>> start Supplied passage

Phishing warning

Research carried out by Google engineers and academics from the University of California, Berkeley and the International Computer Science Institute has revealed that phishing attacks pose a more significant threat to users losing access to their Google accounts when compared to keyloggers or password reuse.

Researchers reached these results after studying and analyzing data from multiple black markets peddling access to user accounts and user credentials. The study examined data advertised on these black markets between March 2016 and March 2017.

The research team says it found over 788,000 credentials stolen via keyloggers, 12.4 million credentials stolen via phishing, and 1.9 billion credentials exposed by third-party breaches.

Google used data to reset passwords for vulnerable accounts

From all the data researchers collected, they said that 12% of all records they found exposed via breaches at other services were for accounts registered via Gmail addresses.

For 7% of these accounts registered with Gmail addresses, the user had also reused his Google password at the other account, putting both in danger.

Despite this finding, Google said that data sold by hackers who claimed they obtained it via phishing kits and keyloggers contained many more valid passwords.

Depending on the type of phishing kit or keylogger the crook had used, these datasets contained between 12% and 25% valid Google passwords.

Google also said it used the results of this study to reset passwords for affected accounts.

>> end Supplied passage
>> start Record extracts

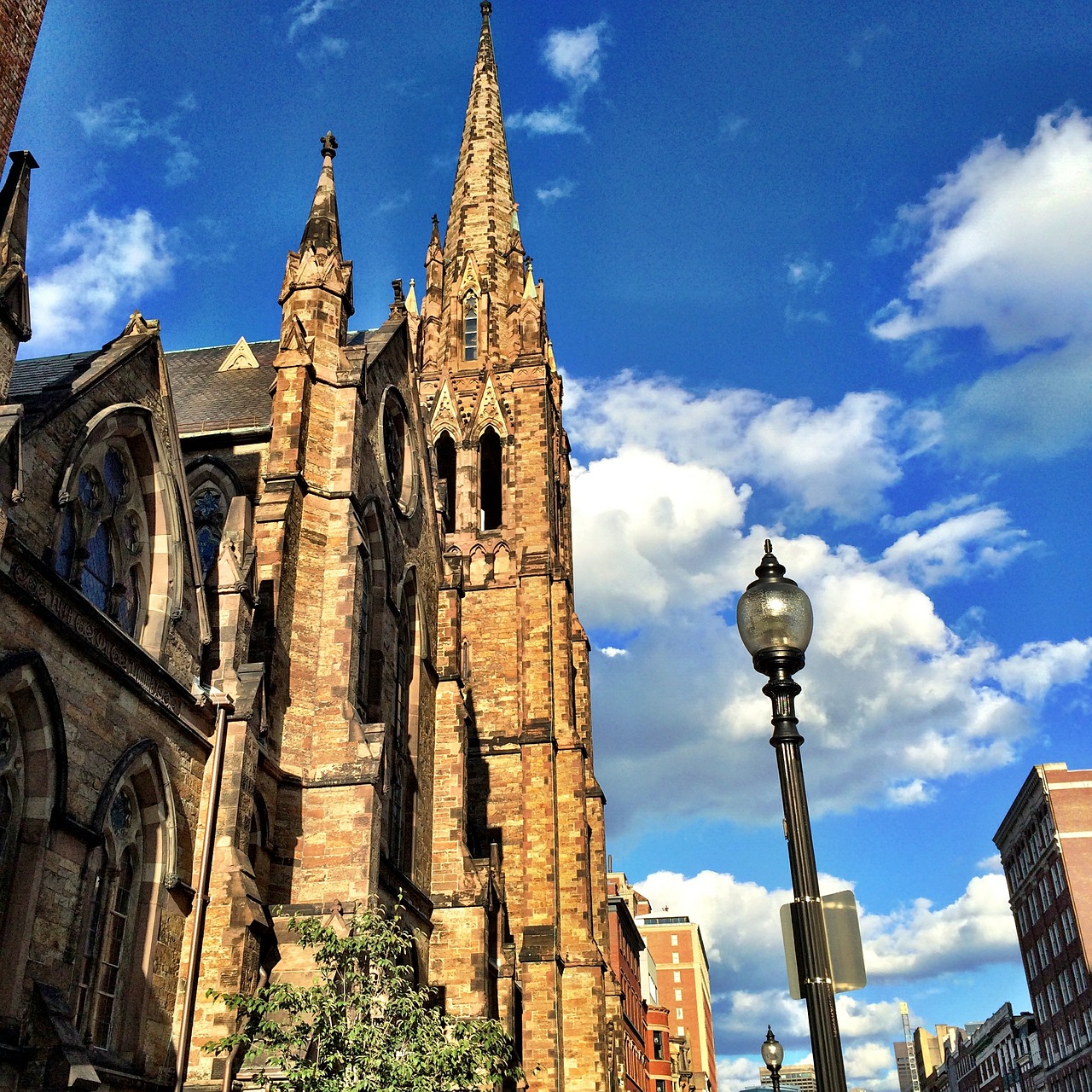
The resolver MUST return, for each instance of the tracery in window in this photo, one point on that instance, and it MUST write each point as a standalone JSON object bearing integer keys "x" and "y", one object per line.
{"x": 102, "y": 545}
{"x": 123, "y": 902}
{"x": 490, "y": 479}
{"x": 210, "y": 510}
{"x": 402, "y": 779}
{"x": 398, "y": 456}
{"x": 470, "y": 327}
{"x": 109, "y": 940}
{"x": 445, "y": 474}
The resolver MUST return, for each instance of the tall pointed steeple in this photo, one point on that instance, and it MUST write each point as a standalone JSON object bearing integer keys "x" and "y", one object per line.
{"x": 482, "y": 201}
{"x": 322, "y": 227}
{"x": 317, "y": 293}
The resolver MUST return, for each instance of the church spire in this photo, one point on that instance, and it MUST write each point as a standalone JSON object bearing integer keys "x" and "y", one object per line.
{"x": 322, "y": 229}
{"x": 482, "y": 202}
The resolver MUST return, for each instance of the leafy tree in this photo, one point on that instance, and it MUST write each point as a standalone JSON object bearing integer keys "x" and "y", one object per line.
{"x": 363, "y": 1025}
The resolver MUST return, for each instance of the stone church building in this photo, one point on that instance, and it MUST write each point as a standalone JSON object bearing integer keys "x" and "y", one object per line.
{"x": 287, "y": 627}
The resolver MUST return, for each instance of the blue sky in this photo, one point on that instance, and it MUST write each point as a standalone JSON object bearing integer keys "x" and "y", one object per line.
{"x": 816, "y": 274}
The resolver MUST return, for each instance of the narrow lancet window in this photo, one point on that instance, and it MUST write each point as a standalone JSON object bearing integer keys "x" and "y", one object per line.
{"x": 490, "y": 479}
{"x": 445, "y": 473}
{"x": 470, "y": 327}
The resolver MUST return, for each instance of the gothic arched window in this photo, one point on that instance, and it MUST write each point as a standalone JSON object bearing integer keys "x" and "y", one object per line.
{"x": 124, "y": 902}
{"x": 445, "y": 474}
{"x": 102, "y": 549}
{"x": 491, "y": 479}
{"x": 470, "y": 327}
{"x": 402, "y": 787}
{"x": 109, "y": 940}
{"x": 210, "y": 510}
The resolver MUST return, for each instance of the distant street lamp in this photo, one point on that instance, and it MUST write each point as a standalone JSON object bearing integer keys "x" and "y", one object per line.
{"x": 775, "y": 621}
{"x": 773, "y": 1055}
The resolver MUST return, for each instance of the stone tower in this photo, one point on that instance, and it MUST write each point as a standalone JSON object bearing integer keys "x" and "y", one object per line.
{"x": 514, "y": 793}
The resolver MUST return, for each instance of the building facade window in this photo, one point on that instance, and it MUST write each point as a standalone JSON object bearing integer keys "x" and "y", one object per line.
{"x": 470, "y": 327}
{"x": 102, "y": 546}
{"x": 123, "y": 907}
{"x": 491, "y": 479}
{"x": 210, "y": 511}
{"x": 445, "y": 475}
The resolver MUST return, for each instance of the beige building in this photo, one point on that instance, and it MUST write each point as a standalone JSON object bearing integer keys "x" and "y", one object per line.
{"x": 291, "y": 624}
{"x": 676, "y": 947}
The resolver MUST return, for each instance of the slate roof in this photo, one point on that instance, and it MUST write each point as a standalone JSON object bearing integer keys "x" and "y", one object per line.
{"x": 33, "y": 378}
{"x": 206, "y": 398}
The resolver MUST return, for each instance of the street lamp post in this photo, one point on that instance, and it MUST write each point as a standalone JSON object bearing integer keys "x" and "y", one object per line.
{"x": 773, "y": 1055}
{"x": 775, "y": 621}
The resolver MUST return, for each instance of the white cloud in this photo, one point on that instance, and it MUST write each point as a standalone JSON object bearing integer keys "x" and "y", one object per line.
{"x": 1008, "y": 252}
{"x": 307, "y": 14}
{"x": 1040, "y": 666}
{"x": 839, "y": 459}
{"x": 740, "y": 921}
{"x": 920, "y": 942}
{"x": 576, "y": 58}
{"x": 119, "y": 124}
{"x": 732, "y": 125}
{"x": 1009, "y": 242}
{"x": 555, "y": 191}
{"x": 549, "y": 121}
{"x": 576, "y": 55}
{"x": 662, "y": 490}
{"x": 958, "y": 546}
{"x": 805, "y": 272}
{"x": 116, "y": 261}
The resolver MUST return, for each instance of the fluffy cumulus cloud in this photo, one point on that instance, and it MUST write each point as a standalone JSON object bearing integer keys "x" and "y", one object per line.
{"x": 1008, "y": 253}
{"x": 576, "y": 58}
{"x": 119, "y": 124}
{"x": 741, "y": 928}
{"x": 108, "y": 265}
{"x": 665, "y": 491}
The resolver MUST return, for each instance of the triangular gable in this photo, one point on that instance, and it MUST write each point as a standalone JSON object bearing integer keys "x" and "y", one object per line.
{"x": 444, "y": 414}
{"x": 239, "y": 356}
{"x": 491, "y": 412}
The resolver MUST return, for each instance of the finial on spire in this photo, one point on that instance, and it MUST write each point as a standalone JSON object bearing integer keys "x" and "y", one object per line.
{"x": 322, "y": 227}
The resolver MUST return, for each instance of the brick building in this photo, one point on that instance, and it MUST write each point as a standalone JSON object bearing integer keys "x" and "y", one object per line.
{"x": 291, "y": 624}
{"x": 627, "y": 1009}
{"x": 1045, "y": 842}
{"x": 675, "y": 944}
{"x": 998, "y": 1055}
{"x": 20, "y": 20}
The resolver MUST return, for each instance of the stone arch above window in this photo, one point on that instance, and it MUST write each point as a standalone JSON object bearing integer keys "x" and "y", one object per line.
{"x": 470, "y": 326}
{"x": 211, "y": 487}
{"x": 119, "y": 537}
{"x": 32, "y": 796}
{"x": 402, "y": 746}
{"x": 445, "y": 474}
{"x": 400, "y": 453}
{"x": 491, "y": 479}
{"x": 136, "y": 819}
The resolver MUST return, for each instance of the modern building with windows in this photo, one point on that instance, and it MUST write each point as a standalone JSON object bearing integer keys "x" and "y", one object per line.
{"x": 291, "y": 624}
{"x": 675, "y": 944}
{"x": 1045, "y": 842}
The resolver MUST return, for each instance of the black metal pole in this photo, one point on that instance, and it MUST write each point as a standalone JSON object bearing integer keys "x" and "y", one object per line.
{"x": 810, "y": 932}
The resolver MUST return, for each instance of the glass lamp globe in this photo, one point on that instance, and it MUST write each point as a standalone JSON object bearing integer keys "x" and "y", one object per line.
{"x": 773, "y": 613}
{"x": 773, "y": 1053}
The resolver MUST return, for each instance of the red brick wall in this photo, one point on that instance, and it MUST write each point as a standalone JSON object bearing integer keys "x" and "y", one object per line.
{"x": 19, "y": 31}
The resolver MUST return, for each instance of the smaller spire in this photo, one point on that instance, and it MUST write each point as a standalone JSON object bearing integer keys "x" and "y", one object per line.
{"x": 323, "y": 229}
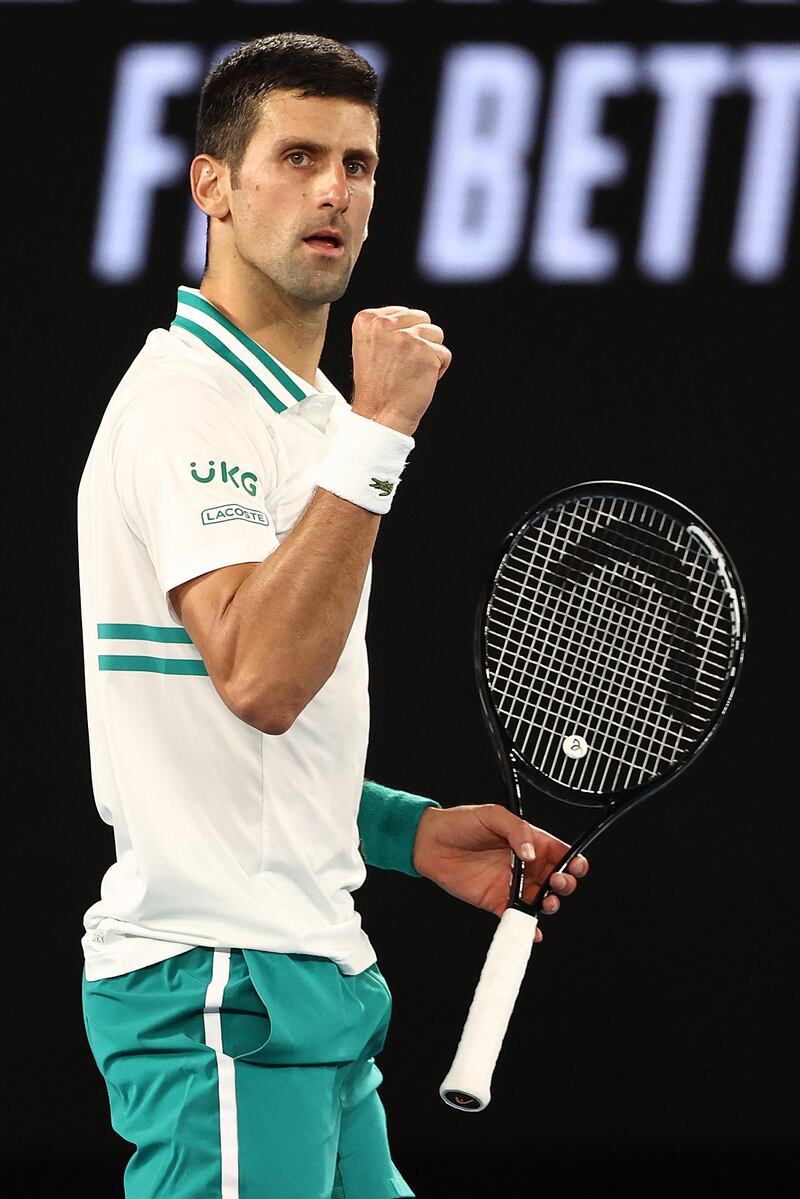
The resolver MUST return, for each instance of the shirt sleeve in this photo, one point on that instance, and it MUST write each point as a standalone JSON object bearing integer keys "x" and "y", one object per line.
{"x": 388, "y": 823}
{"x": 193, "y": 483}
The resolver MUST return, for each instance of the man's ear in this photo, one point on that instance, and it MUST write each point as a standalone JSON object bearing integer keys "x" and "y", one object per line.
{"x": 210, "y": 184}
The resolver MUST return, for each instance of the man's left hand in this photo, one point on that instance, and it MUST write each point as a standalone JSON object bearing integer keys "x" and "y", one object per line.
{"x": 467, "y": 851}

>> end Record extracts

# Task requirements:
1: From the phishing study article, reproduce the portion between "Google used data" and "for affected accounts.", inclusive, switching "crook" to "attacker".
2: List every count of credentials reported in the phishing study article, together with the source it is attributed to.
3: Write the next part of the phishing study article, picking up after its final sentence.

# Per-task answers:
1:
Google used data to reset passwords for vulnerable accounts

From all the data researchers collected, they said that 12% of all records they found exposed via breaches at other services were for accounts registered via Gmail addresses.

For 7% of these accounts registered with Gmail addresses, the user had also reused his Google password at the other account, putting both in danger.

Despite this finding, Google said that data sold by hackers who claimed they obtained it via phishing kits and keyloggers contained many more valid passwords.

Depending on the type of phishing kit or keylogger the attacker had used, these datasets contained between 12% and 25% valid Google passwords.

Google also said it used the results of this study to reset passwords for affected accounts.

2:
- Over 788,000 credentials stolen via keyloggers
- 12.4 million credentials stolen via phishing
- 1.9 billion credentials exposed by third-party breaches

3:
Google ranks phishing as top threat

"By ranking the relative risk to users, we found that phishing posed the greatest threat, followed by keyloggers, and finally third-party breaches," Google researchers said.

"We find victims of phishing are 400x more likely to be successfully hijacked compared to a random Google user. In comparison, this rate falls to 10x for data breach victims and roughly 40x for keylogger victims," the research team added.

In addition, researchers also spotted a rising trend in keyloggers and phishing kits, which are now logging IP addresses and other geolocation data in an attempt to fool geo-based protection filters, while other more complex attack kits also log phone numbers and user-agent string data.

A summary of the study's more important findings is below:

✤ Researchers found that 4,069 distinct phishing kits and 52 keyloggers were responsible for the active attacks in the year-long monitoring sample.
✤ The most popular phishing kit—a website emulating Gmail, Yahoo, and Hotmail logins—was used by 2,599 blackhat actors to steal 1.4 million credentials.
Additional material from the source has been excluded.